_What you should do_. Repeat the records below exactly from the line containing "target | orange football helmet" to the line containing "target | football player", taking in both of those lines. Drop the pictures.

_Material for this task_.
= Beginning of Section =

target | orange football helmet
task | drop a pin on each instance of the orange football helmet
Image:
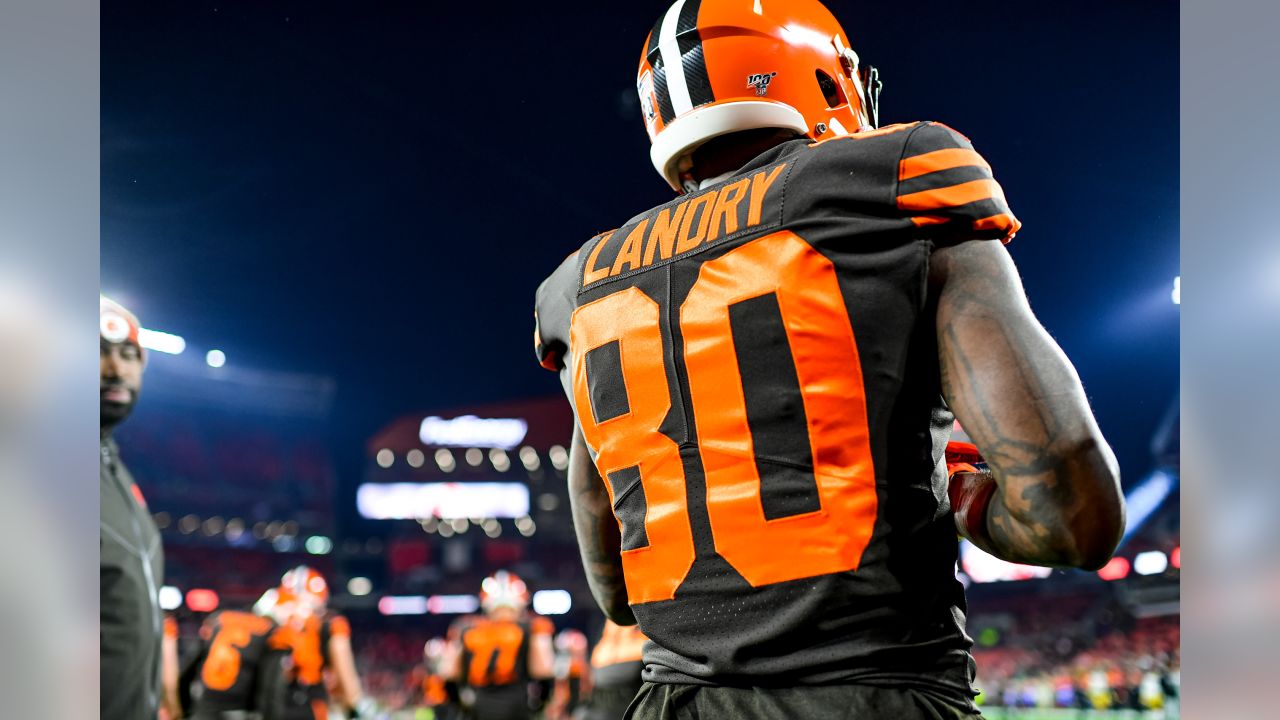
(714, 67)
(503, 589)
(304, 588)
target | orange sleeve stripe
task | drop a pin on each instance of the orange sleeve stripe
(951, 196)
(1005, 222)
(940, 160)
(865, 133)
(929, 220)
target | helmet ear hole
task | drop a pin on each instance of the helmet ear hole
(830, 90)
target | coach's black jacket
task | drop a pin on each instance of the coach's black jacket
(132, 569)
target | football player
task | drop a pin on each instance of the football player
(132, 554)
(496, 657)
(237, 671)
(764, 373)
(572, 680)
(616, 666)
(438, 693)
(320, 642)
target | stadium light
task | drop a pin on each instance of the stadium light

= End of Section =
= Beginning of Section =

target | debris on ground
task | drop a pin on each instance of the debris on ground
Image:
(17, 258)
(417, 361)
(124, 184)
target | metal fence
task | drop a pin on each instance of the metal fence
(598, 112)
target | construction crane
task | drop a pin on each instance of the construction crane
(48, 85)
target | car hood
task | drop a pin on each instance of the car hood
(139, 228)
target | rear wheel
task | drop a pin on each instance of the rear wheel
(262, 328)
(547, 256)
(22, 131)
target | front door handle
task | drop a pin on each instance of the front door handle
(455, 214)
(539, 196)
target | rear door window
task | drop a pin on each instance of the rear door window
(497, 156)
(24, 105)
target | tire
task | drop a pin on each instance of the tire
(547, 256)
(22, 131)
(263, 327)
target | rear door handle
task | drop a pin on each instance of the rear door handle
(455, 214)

= End of Section =

_Output below_.
target | orange football helmet
task | drop a pin on each instance of the orange football helmet
Image:
(714, 67)
(503, 589)
(304, 588)
target | orange sleeve stripe
task | drop a pin on each instance of the orange sleeve stripe
(951, 196)
(1005, 222)
(940, 160)
(865, 133)
(929, 220)
target | helmet ear hole
task | drop a pin on each instance of the helmet ear hole
(830, 90)
target | coach's black jacket
task | drop a pin on each instance of the coach's black jacket
(132, 569)
target | football player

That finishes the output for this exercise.